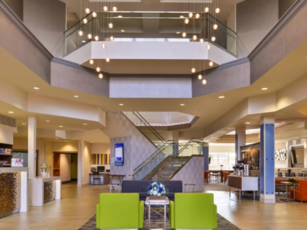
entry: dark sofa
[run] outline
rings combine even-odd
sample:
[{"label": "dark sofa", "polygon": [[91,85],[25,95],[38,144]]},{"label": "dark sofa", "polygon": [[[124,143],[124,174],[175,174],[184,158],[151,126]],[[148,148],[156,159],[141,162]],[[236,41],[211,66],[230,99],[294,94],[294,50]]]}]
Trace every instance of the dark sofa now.
[{"label": "dark sofa", "polygon": [[[135,192],[140,194],[140,201],[145,201],[151,181],[123,181],[121,192]],[[175,193],[182,192],[182,181],[160,181],[165,186],[167,196],[169,201],[174,201]]]}]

━━━━━━━━━━

### [Written problem]
Return every line of the records above unchanged, and leave the pictures out.

### [Answer]
entry: dark sofa
[run] outline
rings combine even-odd
sample:
[{"label": "dark sofa", "polygon": [[91,85],[25,95],[38,144]]},{"label": "dark sofa", "polygon": [[[124,143],[124,174],[175,174],[184,158],[151,126]],[[148,148],[156,159],[141,162]],[[236,41],[211,66],[230,99],[294,94],[294,50]]]}]
Trace every instance of the dark sofa now.
[{"label": "dark sofa", "polygon": [[[135,192],[140,194],[140,201],[145,201],[151,181],[123,181],[121,192]],[[175,193],[182,192],[182,181],[160,181],[165,186],[167,196],[169,201],[174,201]]]}]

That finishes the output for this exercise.